- [Stated goal] Pull out every line of the records that contains the word "photo", and copy each of those lines in full.

- [Listed entries]
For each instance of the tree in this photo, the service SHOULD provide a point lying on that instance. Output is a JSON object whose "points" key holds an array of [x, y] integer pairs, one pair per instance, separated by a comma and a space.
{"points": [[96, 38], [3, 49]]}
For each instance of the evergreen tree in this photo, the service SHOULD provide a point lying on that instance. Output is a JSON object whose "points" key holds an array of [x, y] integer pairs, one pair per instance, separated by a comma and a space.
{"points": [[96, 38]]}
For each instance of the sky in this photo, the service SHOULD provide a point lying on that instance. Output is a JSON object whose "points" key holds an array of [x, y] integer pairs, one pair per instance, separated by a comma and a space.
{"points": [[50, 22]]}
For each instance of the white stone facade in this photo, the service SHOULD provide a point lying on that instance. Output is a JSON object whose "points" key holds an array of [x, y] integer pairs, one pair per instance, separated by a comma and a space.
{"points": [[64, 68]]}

* * *

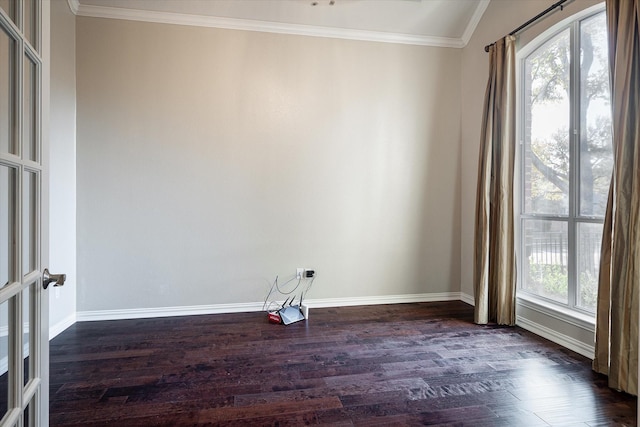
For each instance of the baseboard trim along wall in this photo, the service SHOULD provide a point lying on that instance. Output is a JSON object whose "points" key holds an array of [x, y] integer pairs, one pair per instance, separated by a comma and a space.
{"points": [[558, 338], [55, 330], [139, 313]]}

- [Result for this exercise]
For each instance of the tree in this photo, the service SHOULD provide a point lying on that instance. Output is a JSON object whose "points" key holds an array of [x, y] integer pairs, one pair per instance, separated by a comma and a space.
For each instance of the evergreen tree in this photo, the service SHOULD provide a point lying on that instance. Output is a JSON object whose "points" key holds an array of [x, y] integer pairs, one pair per instance, separated by a comma and a space.
For each instance of the sky in this photo, the service SHOULD provide a point lying on that instance. Output is a JSON object whose "points" key holds an array of [x, y] integer pairs, one pair per instance, separated by a comma and a space.
For each instance of the white stone facade in this photo, the service SHOULD provide a point lying on that instance. Output is a JSON object whose "points" key holds an array of [x, y] integer pairs, one pair per instance, separated by a comma and a space.
For each instance of the baseboard trim along wall in this photo, the service SHOULD provide a point lying on that instance. Output is a JSON object whose "points" key holds an array of [x, y] integer pairs, one pair per instance, separated by a comma and a space.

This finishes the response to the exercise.